Annotation records
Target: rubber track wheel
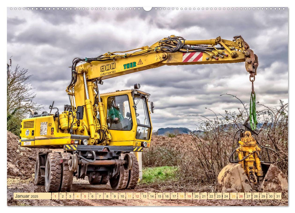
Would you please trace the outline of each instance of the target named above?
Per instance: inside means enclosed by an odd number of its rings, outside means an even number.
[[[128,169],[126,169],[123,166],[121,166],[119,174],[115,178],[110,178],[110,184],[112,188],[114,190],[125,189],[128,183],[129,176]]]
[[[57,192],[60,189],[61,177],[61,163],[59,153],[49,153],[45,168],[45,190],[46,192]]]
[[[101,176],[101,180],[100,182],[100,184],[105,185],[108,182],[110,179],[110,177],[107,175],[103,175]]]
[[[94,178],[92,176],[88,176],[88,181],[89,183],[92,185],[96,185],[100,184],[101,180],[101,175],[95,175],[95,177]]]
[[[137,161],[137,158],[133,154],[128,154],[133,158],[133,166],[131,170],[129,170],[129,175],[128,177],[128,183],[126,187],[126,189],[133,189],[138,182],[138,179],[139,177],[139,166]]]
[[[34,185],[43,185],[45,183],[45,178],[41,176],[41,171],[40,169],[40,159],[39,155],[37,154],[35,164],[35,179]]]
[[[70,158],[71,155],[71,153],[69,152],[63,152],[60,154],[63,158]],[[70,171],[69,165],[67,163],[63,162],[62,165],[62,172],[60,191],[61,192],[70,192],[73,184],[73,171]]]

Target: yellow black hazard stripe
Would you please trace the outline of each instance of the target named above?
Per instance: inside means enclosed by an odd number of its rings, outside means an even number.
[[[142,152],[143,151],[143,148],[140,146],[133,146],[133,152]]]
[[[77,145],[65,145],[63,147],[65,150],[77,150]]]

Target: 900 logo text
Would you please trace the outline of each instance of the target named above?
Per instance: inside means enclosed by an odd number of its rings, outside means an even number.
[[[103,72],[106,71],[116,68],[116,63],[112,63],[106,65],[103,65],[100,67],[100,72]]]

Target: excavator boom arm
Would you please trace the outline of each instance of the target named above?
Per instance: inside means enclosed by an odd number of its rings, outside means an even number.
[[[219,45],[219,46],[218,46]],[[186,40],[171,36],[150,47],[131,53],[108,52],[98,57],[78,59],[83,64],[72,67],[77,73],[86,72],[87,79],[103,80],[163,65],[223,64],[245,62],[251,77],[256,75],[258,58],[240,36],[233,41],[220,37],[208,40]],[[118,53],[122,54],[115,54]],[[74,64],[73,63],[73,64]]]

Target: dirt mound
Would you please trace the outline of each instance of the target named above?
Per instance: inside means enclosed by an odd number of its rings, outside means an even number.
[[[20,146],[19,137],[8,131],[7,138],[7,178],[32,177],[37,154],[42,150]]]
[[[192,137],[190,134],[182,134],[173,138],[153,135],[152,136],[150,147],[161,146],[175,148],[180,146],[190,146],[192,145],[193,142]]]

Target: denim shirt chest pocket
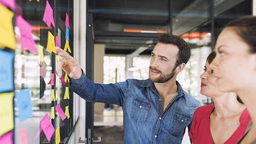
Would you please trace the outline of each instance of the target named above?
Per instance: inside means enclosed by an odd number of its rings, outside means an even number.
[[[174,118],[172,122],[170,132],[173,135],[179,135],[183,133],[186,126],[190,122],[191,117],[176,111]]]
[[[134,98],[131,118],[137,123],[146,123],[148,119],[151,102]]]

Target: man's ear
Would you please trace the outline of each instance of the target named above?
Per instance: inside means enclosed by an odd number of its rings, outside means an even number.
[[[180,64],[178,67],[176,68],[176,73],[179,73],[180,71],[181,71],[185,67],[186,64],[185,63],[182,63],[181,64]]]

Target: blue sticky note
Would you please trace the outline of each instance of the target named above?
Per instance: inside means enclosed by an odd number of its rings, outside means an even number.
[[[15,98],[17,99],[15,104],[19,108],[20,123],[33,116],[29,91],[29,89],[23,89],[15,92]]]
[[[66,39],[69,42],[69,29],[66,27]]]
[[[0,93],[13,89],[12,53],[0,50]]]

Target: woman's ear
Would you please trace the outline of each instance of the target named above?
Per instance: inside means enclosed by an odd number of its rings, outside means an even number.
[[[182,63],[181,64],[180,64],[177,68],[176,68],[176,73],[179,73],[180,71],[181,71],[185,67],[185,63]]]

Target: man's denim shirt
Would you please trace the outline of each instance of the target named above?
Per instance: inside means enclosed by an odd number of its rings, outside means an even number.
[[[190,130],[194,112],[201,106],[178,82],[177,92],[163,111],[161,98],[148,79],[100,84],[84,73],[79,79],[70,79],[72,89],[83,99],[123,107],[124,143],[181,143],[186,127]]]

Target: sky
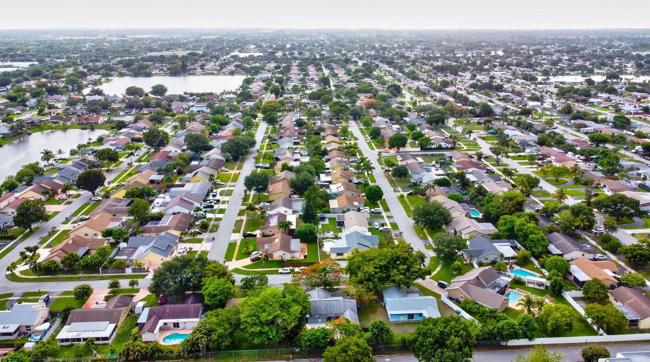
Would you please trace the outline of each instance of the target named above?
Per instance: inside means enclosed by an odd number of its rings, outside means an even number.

§ **Task to carry out**
Convert all of the data above into a JSON list of strings with one string per line, leaving out blank lines and the picture lines.

§ **Complete output**
[
  "Target: rubber track wheel",
  "Would you please trace the outline of each instance of the target named above?",
  "Per instance: inside means enclosed by an odd number of its rings, outside means an even number.",
  "[[[128,169],[126,169],[123,166],[121,166],[119,174],[115,178],[110,178],[110,184],[112,188],[114,190],[125,189],[128,183],[129,176]]]",
  "[[[57,192],[60,189],[61,177],[61,163],[59,153],[49,153],[45,168],[45,190],[46,192]]]",
  "[[[101,176],[101,180],[100,182],[100,184],[105,185],[108,182],[110,179],[110,177],[107,175],[103,175]]]",
  "[[[94,178],[92,176],[88,176],[88,181],[89,183],[92,185],[96,185],[100,184],[101,180],[101,175],[95,175],[95,177]]]",
  "[[[137,161],[137,158],[133,154],[128,154],[133,158],[133,166],[131,170],[129,170],[129,175],[128,177],[128,183],[126,187],[126,189],[133,189],[138,182],[138,179],[139,177],[139,166]]]",
  "[[[34,185],[43,185],[45,183],[45,178],[41,176],[41,171],[40,169],[40,159],[39,155],[37,154],[35,164],[35,179]]]",
  "[[[70,158],[71,155],[71,153],[69,152],[63,152],[60,154],[63,158]],[[70,171],[69,165],[67,163],[63,162],[62,165],[62,172],[60,191],[61,192],[70,192],[73,184],[73,171]]]",
  "Target: yellow black hazard stripe",
  "Would you please trace the outline of each instance of the target named above?",
  "Per instance: inside means enclosed by an odd number of its rings, outside means an even number.",
  "[[[142,152],[143,151],[143,148],[140,146],[133,146],[133,152]]]",
  "[[[77,145],[65,145],[63,147],[65,150],[77,150]]]",
  "Target: 900 logo text",
  "Would you please trace the outline of each instance of the target named above?",
  "Per instance: inside means enclosed by an odd number of its rings, outside means an even number.",
  "[[[103,72],[106,71],[116,68],[116,63],[112,63],[106,65],[103,65],[100,67],[100,72]]]",
  "Target: excavator boom arm",
  "Would you please trace the outline of each instance of the target named above?",
  "Per instance: inside means enclosed by an odd number of its rings, outside means an even number.",
  "[[[219,45],[219,46],[218,46]],[[186,40],[171,36],[150,47],[131,53],[108,52],[98,57],[78,59],[83,64],[72,67],[77,73],[86,72],[87,79],[103,80],[163,65],[223,64],[245,62],[251,77],[256,75],[258,58],[240,36],[233,41],[220,37],[208,40]],[[118,53],[122,54],[115,54]],[[74,64],[73,63],[73,64]]]",
  "Target: dirt mound",
  "Would you please trace the outline of each instance of the target named above?",
  "Per instance: inside means enclosed by an odd number of its rings, outside means an even number.",
  "[[[20,146],[19,137],[8,131],[7,138],[7,178],[32,177],[37,154],[42,150]]]",
  "[[[192,137],[190,134],[182,134],[173,138],[153,135],[152,136],[150,147],[161,146],[175,148],[180,146],[190,146],[192,145],[193,142]]]",
  "Target: denim shirt chest pocket",
  "Would you please trace the outline of each instance of the target named above?",
  "Per instance: inside means enclosed by an odd number of its rings, outside means an even number.",
  "[[[174,118],[172,122],[170,132],[173,135],[179,135],[183,133],[186,126],[190,122],[191,117],[176,111]]]",
  "[[[134,98],[131,118],[137,123],[146,123],[148,119],[151,102]]]",
  "Target: man's ear",
  "Would you please trace the outline of each instance of the target named above?",
  "Per instance: inside means enclosed by an odd number of its rings, outside means an even number.",
  "[[[180,64],[178,67],[176,68],[176,73],[179,73],[180,71],[181,71],[185,67],[186,64],[185,63],[182,63],[181,64]]]",
  "Target: blue sticky note",
  "Would you please trace the outline of each instance of the target named above?",
  "Per instance: inside means enclosed by an odd number of its rings, outside means an even number.",
  "[[[15,98],[17,99],[15,104],[19,108],[20,123],[33,116],[29,91],[29,89],[23,89],[15,92]]]",
  "[[[66,39],[69,42],[69,29],[66,27]]]",
  "[[[0,93],[13,89],[12,53],[0,50]]]",
  "Target: woman's ear",
  "Would you please trace the outline of each instance of the target named above?",
  "Per instance: inside means enclosed by an odd number of its rings, outside means an even number.",
  "[[[182,63],[181,64],[180,64],[177,68],[176,68],[176,73],[179,73],[180,71],[181,71],[185,67],[185,63]]]",
  "Target: man's denim shirt",
  "Would you please trace the outline of each instance of the target named above?",
  "Per instance: inside means enclosed by an odd number of its rings, outside means an even number.",
  "[[[190,130],[194,112],[201,106],[178,82],[177,92],[163,111],[161,98],[148,79],[100,84],[84,73],[79,79],[70,79],[72,89],[83,99],[123,107],[124,143],[181,143],[186,127]]]",
  "Target: sky",
  "Would you please trace the outline of each instance of the target named above?",
  "Per instance: inside means enclosed by an odd number of its rings, outside means an even number."
]